**Text extract**
** start **

Grade 1. The Sky Watchers Unit Kit includes a Teacher’s Guide and enough supplies and apparatus for a class of up to 24 students. During the unit, students directly observe the Sun, Earth, Moon, and solar system. Students describe the differences between the daytime and nighttime skies, then use models and demonstrations to investigate Earth’s rotation on its axis, its revolution around the Sun, and its tilt relative to the Sun. They experiment to explore the effects of the Sun’s light and heat on Earth, trace the path of a shadow, and compare temperatures in sunlight and shade. Students study the Moon and identify the monthly pattern of its phases. Finally, they synthesize information about the planets and their relative size to construct their own solar system models.
The Sky Watchers unit addresses the following standards:
Next Generation Science Standards
Disciplinary Core Ideas
ESS1.A: The Universe and Its Stars
ESS1.B: Earth and the Solar System
Science and Engineering Practices
- Planning and Carrying Out Investigations
- Analyzing and Interpreting Data
- Developing and Using Models
Common Core State Standards
American Association for the Advancement of Science Benchmarks
The Physical Setting: The Universe
- The sun can only be seen during the daytime, but the moon can be seen at night and sometimes during the day.
- The moon appears a little different every day, but looks the same again about every four weeks.
The Physical Setting: Energy Transformations
- The sun warms the land, air, and water.

** end **

**Excerpted records**

** start **

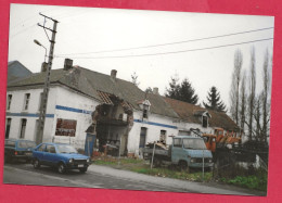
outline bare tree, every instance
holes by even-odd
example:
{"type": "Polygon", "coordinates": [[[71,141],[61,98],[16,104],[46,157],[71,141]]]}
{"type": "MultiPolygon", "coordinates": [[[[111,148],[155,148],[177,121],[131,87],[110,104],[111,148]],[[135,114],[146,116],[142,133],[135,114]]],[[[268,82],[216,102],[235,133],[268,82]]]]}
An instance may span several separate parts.
{"type": "Polygon", "coordinates": [[[251,68],[249,68],[249,94],[248,94],[248,139],[253,139],[253,122],[254,122],[254,106],[256,97],[256,58],[255,48],[251,50],[251,68]]]}
{"type": "Polygon", "coordinates": [[[240,49],[234,53],[234,69],[232,73],[232,83],[230,91],[230,113],[232,118],[239,124],[239,89],[241,81],[241,69],[243,64],[243,55],[240,49]]]}
{"type": "Polygon", "coordinates": [[[240,128],[242,132],[245,130],[245,119],[246,119],[246,72],[243,72],[241,81],[241,92],[240,92],[240,128]]]}
{"type": "Polygon", "coordinates": [[[265,53],[264,68],[262,68],[262,80],[264,80],[264,89],[261,92],[262,100],[262,141],[267,141],[268,137],[268,124],[270,117],[270,65],[269,65],[269,53],[268,49],[265,53]]]}

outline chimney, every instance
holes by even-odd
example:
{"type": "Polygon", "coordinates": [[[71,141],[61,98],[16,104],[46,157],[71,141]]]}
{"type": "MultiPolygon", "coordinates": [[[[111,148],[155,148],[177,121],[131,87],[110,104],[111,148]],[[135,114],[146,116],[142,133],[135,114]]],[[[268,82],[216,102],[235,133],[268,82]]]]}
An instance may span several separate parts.
{"type": "Polygon", "coordinates": [[[47,72],[47,68],[48,68],[48,63],[43,62],[41,65],[41,73],[47,72]]]}
{"type": "Polygon", "coordinates": [[[111,71],[111,79],[113,79],[114,81],[116,80],[116,73],[117,73],[116,69],[111,71]]]}
{"type": "Polygon", "coordinates": [[[158,94],[158,88],[153,88],[153,93],[158,94]]]}
{"type": "Polygon", "coordinates": [[[65,59],[64,71],[68,71],[72,68],[73,68],[73,60],[65,59]]]}

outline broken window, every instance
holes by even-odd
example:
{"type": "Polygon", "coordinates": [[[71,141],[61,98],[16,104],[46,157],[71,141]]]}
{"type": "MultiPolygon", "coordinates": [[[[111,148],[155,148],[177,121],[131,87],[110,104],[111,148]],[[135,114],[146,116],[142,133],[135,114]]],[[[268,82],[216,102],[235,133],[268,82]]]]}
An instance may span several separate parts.
{"type": "Polygon", "coordinates": [[[41,103],[42,103],[42,98],[43,98],[43,92],[41,92],[40,96],[39,96],[39,105],[38,105],[38,111],[40,111],[41,103]]]}
{"type": "Polygon", "coordinates": [[[207,128],[208,119],[207,116],[203,116],[203,127],[207,128]]]}
{"type": "Polygon", "coordinates": [[[181,143],[181,139],[180,138],[175,138],[174,139],[174,147],[182,148],[182,143],[181,143]]]}
{"type": "Polygon", "coordinates": [[[166,143],[166,130],[161,130],[159,141],[166,143]]]}
{"type": "Polygon", "coordinates": [[[23,118],[21,125],[20,138],[25,138],[25,129],[26,129],[26,119],[23,118]]]}
{"type": "Polygon", "coordinates": [[[76,120],[75,119],[56,119],[55,136],[75,137],[76,120]]]}
{"type": "Polygon", "coordinates": [[[30,93],[25,94],[24,110],[28,110],[30,93]]]}
{"type": "Polygon", "coordinates": [[[146,141],[146,128],[141,127],[139,148],[144,148],[146,141]]]}
{"type": "Polygon", "coordinates": [[[12,94],[8,94],[8,101],[7,101],[7,110],[10,110],[11,103],[12,103],[12,94]]]}
{"type": "Polygon", "coordinates": [[[143,118],[148,118],[148,110],[143,110],[143,118]]]}
{"type": "Polygon", "coordinates": [[[5,139],[9,138],[12,118],[7,118],[5,123],[5,139]]]}

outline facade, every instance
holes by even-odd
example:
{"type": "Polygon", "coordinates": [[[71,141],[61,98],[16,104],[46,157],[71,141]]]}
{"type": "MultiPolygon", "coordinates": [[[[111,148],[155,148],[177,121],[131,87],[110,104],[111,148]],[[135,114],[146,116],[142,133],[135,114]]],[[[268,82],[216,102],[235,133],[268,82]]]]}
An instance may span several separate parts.
{"type": "MultiPolygon", "coordinates": [[[[116,75],[114,69],[104,75],[73,66],[69,60],[64,68],[51,71],[43,141],[85,150],[88,137],[94,136],[93,145],[101,152],[110,145],[119,149],[118,154],[137,155],[148,142],[170,144],[174,136],[190,135],[190,128],[205,132],[225,128],[213,120],[215,112],[185,102],[179,105],[157,91],[145,93],[116,75]]],[[[36,140],[44,77],[42,68],[8,85],[5,138],[36,140]]]]}

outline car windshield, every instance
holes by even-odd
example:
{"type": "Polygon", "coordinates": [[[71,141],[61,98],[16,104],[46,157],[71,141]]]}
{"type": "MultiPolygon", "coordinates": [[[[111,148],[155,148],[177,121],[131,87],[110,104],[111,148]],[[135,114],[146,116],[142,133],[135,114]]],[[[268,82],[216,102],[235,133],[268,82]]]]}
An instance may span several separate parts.
{"type": "Polygon", "coordinates": [[[67,153],[67,154],[77,153],[76,149],[72,145],[56,145],[56,149],[59,153],[67,153]]]}
{"type": "Polygon", "coordinates": [[[183,147],[193,150],[206,150],[206,144],[203,139],[183,139],[183,147]]]}
{"type": "Polygon", "coordinates": [[[15,141],[5,140],[5,147],[15,147],[15,141]]]}
{"type": "Polygon", "coordinates": [[[18,148],[35,148],[36,143],[33,141],[18,141],[17,147],[18,148]]]}

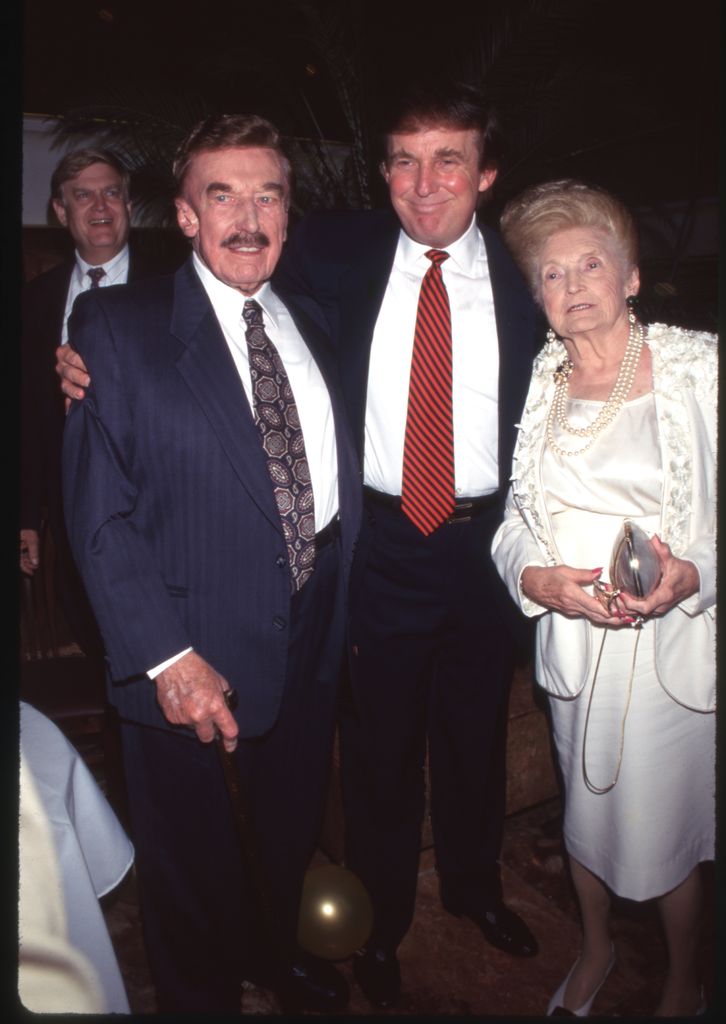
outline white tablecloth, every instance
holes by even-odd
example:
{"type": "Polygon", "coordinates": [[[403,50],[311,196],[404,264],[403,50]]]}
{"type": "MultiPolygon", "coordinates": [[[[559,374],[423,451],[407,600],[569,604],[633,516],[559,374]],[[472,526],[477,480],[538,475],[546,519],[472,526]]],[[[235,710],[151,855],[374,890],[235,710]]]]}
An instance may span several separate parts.
{"type": "Polygon", "coordinates": [[[35,708],[20,701],[20,749],[51,826],[69,940],[100,979],[109,1013],[129,1013],[98,897],[133,862],[133,847],[76,749],[35,708]]]}

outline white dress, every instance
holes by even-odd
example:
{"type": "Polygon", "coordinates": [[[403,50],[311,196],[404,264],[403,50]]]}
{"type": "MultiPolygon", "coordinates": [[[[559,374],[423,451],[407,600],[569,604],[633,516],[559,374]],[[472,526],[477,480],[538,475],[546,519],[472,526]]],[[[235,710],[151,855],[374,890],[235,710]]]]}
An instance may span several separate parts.
{"type": "MultiPolygon", "coordinates": [[[[583,426],[600,407],[570,400],[568,419],[583,426]]],[[[584,445],[585,439],[555,429],[562,447],[584,445]]],[[[562,457],[545,446],[543,482],[563,563],[603,566],[602,580],[609,580],[623,519],[634,519],[649,535],[657,530],[663,472],[656,430],[648,394],[626,403],[586,453],[562,457]]],[[[645,900],[674,889],[699,861],[714,857],[716,716],[684,708],[663,689],[653,627],[646,623],[623,728],[637,632],[595,627],[593,635],[583,691],[569,699],[550,696],[565,783],[565,846],[617,895],[645,900]],[[612,782],[618,764],[616,784],[607,793],[594,792],[612,782]]]]}

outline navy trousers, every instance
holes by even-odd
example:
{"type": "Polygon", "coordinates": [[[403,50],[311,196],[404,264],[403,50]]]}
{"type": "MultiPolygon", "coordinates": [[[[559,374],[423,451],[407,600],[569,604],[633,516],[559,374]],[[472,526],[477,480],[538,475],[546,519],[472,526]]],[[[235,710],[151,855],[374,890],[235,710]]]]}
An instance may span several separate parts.
{"type": "MultiPolygon", "coordinates": [[[[266,894],[280,934],[291,942],[328,793],[343,651],[339,558],[336,541],[318,553],[315,571],[293,598],[275,725],[241,740],[236,752],[266,894]]],[[[239,1013],[240,983],[263,936],[215,744],[132,722],[122,722],[122,736],[159,1010],[239,1013]]]]}
{"type": "Polygon", "coordinates": [[[367,498],[341,773],[346,864],[373,900],[371,942],[389,951],[414,913],[427,748],[441,897],[460,909],[501,898],[514,639],[489,557],[500,521],[495,506],[425,538],[367,498]]]}

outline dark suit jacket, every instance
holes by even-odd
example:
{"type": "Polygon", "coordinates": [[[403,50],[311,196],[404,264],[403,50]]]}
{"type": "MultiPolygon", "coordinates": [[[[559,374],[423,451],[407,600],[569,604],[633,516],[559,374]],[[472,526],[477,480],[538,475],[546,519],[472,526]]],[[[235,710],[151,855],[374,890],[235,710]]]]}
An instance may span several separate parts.
{"type": "MultiPolygon", "coordinates": [[[[535,355],[539,314],[499,237],[479,225],[486,246],[499,337],[499,469],[502,497],[535,355]]],[[[281,260],[277,279],[306,296],[334,338],[359,458],[362,460],[368,369],[373,332],[398,244],[389,210],[315,213],[303,218],[281,260]],[[318,314],[319,315],[319,314],[318,314]]]]}
{"type": "MultiPolygon", "coordinates": [[[[281,296],[329,383],[345,574],[359,479],[327,339],[281,296]]],[[[241,735],[274,723],[291,617],[287,549],[228,346],[191,262],[82,295],[71,340],[91,375],[66,424],[66,518],[122,716],[168,727],[139,674],[187,646],[238,689],[241,735]],[[136,678],[134,678],[136,677],[136,678]]]]}
{"type": "MultiPolygon", "coordinates": [[[[60,449],[66,410],[54,353],[60,344],[74,265],[70,260],[34,278],[23,297],[20,526],[39,529],[47,506],[56,543],[62,523],[60,449]]],[[[129,282],[170,269],[171,265],[144,258],[129,244],[129,282]]]]}

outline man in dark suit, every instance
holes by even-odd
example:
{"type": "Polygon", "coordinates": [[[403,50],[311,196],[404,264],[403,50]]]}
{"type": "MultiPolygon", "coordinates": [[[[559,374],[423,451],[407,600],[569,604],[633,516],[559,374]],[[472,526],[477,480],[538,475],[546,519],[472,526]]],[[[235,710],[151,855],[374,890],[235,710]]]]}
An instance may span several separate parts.
{"type": "Polygon", "coordinates": [[[101,657],[98,630],[63,526],[65,409],[53,353],[68,341],[68,319],[81,292],[140,280],[161,268],[129,247],[129,172],[111,151],[67,153],[53,171],[50,190],[55,215],[73,239],[75,255],[35,278],[24,295],[20,569],[33,575],[40,565],[45,511],[53,540],[55,590],[71,632],[84,653],[101,657]]]}
{"type": "Polygon", "coordinates": [[[475,216],[497,156],[478,93],[413,90],[390,103],[385,125],[394,213],[310,215],[281,263],[326,310],[364,471],[341,771],[346,863],[375,910],[353,967],[378,1007],[400,986],[427,749],[444,907],[509,953],[537,952],[503,902],[499,864],[514,614],[489,544],[536,315],[509,255],[475,216]]]}
{"type": "Polygon", "coordinates": [[[326,338],[268,283],[290,195],[276,131],[212,117],[174,171],[193,255],[173,278],[78,301],[71,342],[92,384],[63,442],[69,534],[122,719],[144,937],[161,1011],[239,1012],[241,979],[259,978],[261,888],[274,925],[262,971],[286,1006],[340,1009],[342,978],[295,937],[327,792],[354,449],[326,338]],[[216,734],[259,874],[243,867],[216,734]]]}

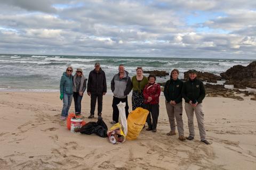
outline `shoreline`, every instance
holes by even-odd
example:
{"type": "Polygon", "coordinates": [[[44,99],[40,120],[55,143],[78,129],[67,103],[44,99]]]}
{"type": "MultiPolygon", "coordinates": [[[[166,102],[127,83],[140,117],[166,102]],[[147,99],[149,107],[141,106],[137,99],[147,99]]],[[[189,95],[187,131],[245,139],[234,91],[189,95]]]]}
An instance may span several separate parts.
{"type": "MultiPolygon", "coordinates": [[[[113,144],[106,138],[70,132],[60,121],[58,92],[0,92],[0,169],[255,169],[255,101],[206,97],[203,103],[206,139],[184,142],[167,136],[170,124],[160,97],[157,132],[143,130],[138,139],[113,144]],[[168,167],[168,168],[166,168],[168,167]]],[[[109,129],[112,95],[103,99],[102,117],[109,129]]],[[[129,96],[129,111],[131,109],[129,96]]],[[[83,97],[82,116],[88,119],[90,97],[83,97]]],[[[183,105],[184,106],[184,105],[183,105]]],[[[184,106],[183,106],[184,107],[184,106]]],[[[74,110],[74,101],[70,111],[74,110]]],[[[97,113],[95,112],[95,113],[97,113]]],[[[185,135],[187,118],[183,112],[185,135]]]]}

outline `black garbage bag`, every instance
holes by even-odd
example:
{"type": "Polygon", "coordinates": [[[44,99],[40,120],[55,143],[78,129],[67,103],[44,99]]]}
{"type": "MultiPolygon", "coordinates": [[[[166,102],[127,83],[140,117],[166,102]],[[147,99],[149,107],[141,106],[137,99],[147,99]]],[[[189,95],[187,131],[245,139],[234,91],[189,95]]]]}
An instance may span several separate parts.
{"type": "Polygon", "coordinates": [[[91,134],[95,133],[99,137],[106,138],[108,126],[102,120],[99,119],[97,122],[90,122],[82,126],[80,133],[82,134],[91,134]]]}

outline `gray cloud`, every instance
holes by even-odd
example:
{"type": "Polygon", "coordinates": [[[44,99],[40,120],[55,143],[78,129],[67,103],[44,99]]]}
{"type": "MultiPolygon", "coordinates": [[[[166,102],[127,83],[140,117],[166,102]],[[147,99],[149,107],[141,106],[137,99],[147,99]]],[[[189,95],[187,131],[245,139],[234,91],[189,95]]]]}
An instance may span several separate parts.
{"type": "Polygon", "coordinates": [[[0,53],[241,58],[256,53],[251,1],[0,4],[0,53]],[[188,24],[195,11],[223,14],[188,24]]]}

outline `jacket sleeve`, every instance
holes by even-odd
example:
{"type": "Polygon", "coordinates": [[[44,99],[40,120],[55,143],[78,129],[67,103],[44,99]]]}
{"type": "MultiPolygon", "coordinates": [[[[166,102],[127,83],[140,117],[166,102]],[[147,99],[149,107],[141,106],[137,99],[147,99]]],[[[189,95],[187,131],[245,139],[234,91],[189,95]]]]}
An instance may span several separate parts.
{"type": "Polygon", "coordinates": [[[84,92],[85,91],[85,89],[86,89],[86,82],[87,79],[84,79],[84,84],[83,85],[83,92],[84,92]]]}
{"type": "Polygon", "coordinates": [[[204,88],[204,83],[202,81],[200,83],[200,96],[197,99],[197,101],[201,103],[205,97],[205,89],[204,88]]]}
{"type": "Polygon", "coordinates": [[[63,94],[64,92],[64,82],[65,80],[64,80],[64,76],[61,76],[61,79],[60,79],[60,94],[63,94]]]}
{"type": "Polygon", "coordinates": [[[103,72],[103,92],[107,92],[107,80],[105,72],[103,72]]]}
{"type": "Polygon", "coordinates": [[[165,83],[165,84],[164,85],[164,97],[165,97],[165,99],[167,100],[167,101],[170,102],[171,101],[171,99],[170,99],[170,97],[168,95],[168,90],[169,90],[169,84],[170,83],[170,80],[168,80],[166,81],[165,83]]]}
{"type": "Polygon", "coordinates": [[[156,85],[156,94],[154,96],[151,96],[151,97],[152,97],[152,100],[154,101],[156,100],[156,99],[159,98],[159,96],[160,96],[161,93],[161,89],[160,88],[160,85],[159,85],[159,84],[157,84],[156,85]]]}
{"type": "Polygon", "coordinates": [[[125,90],[124,90],[124,95],[125,96],[128,95],[132,89],[132,81],[131,81],[131,78],[129,77],[128,80],[127,80],[126,88],[125,90]]]}
{"type": "Polygon", "coordinates": [[[186,95],[186,93],[187,93],[187,91],[186,91],[187,90],[186,90],[186,83],[184,83],[183,84],[182,90],[181,90],[181,95],[182,96],[182,97],[185,100],[185,101],[189,101],[190,100],[190,99],[189,99],[188,97],[186,95]]]}
{"type": "Polygon", "coordinates": [[[90,72],[87,83],[87,92],[91,92],[91,82],[92,81],[92,73],[90,72]]]}
{"type": "Polygon", "coordinates": [[[112,80],[111,81],[111,91],[112,92],[114,92],[115,90],[115,75],[114,76],[113,78],[112,79],[112,80]]]}
{"type": "MultiPolygon", "coordinates": [[[[181,83],[180,83],[180,86],[181,86],[181,89],[182,89],[184,83],[182,81],[181,82],[181,83]]],[[[174,101],[176,103],[179,103],[181,101],[182,101],[182,95],[181,94],[181,91],[180,91],[180,94],[179,95],[178,97],[174,99],[174,101]]]]}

** end **

**Given request 1**
According to the Sky Watchers unit description, the kit's supplies and apparatus are sufficient for a class of how many students?
**Given request 2**
Transcribe the stretch of the Sky Watchers unit description from "- The moon appears" through "air, and water.".

**Complete output 1**
A class of up to 24 students.

**Complete output 2**
- The moon appears a little different every day, but looks the same again about every four weeks.
The Physical Setting: Energy Transformations
- The sun warms the land, air, and water.